WRITTEN TASK
Reproduce every item below line for line, leaving out the pictures.

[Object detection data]
★ ★ ★ ★ ★
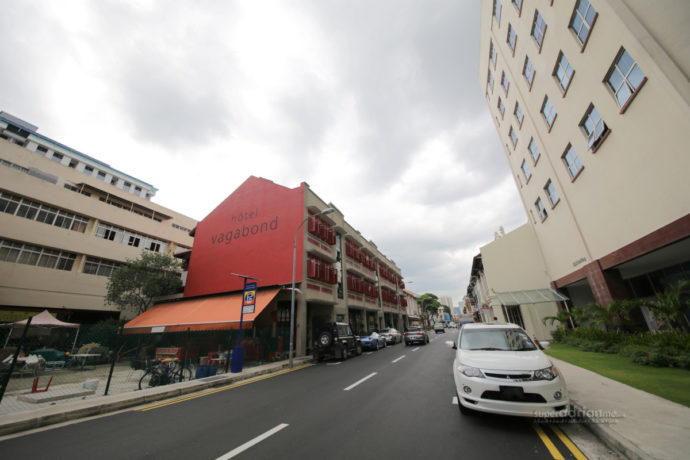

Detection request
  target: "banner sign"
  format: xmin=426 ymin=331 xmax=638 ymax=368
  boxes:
xmin=242 ymin=283 xmax=256 ymax=314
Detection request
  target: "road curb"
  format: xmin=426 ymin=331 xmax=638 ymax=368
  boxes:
xmin=570 ymin=399 xmax=653 ymax=460
xmin=0 ymin=356 xmax=312 ymax=436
★ ★ ★ ★ ★
PROBLEM SOLUTION
Detection request
  target: "banner sign"
  format: xmin=426 ymin=331 xmax=638 ymax=368
  boxes:
xmin=242 ymin=283 xmax=256 ymax=314
Detection request
  target: "road curb"
  format: xmin=426 ymin=331 xmax=638 ymax=368
  boxes:
xmin=570 ymin=399 xmax=653 ymax=460
xmin=0 ymin=356 xmax=312 ymax=436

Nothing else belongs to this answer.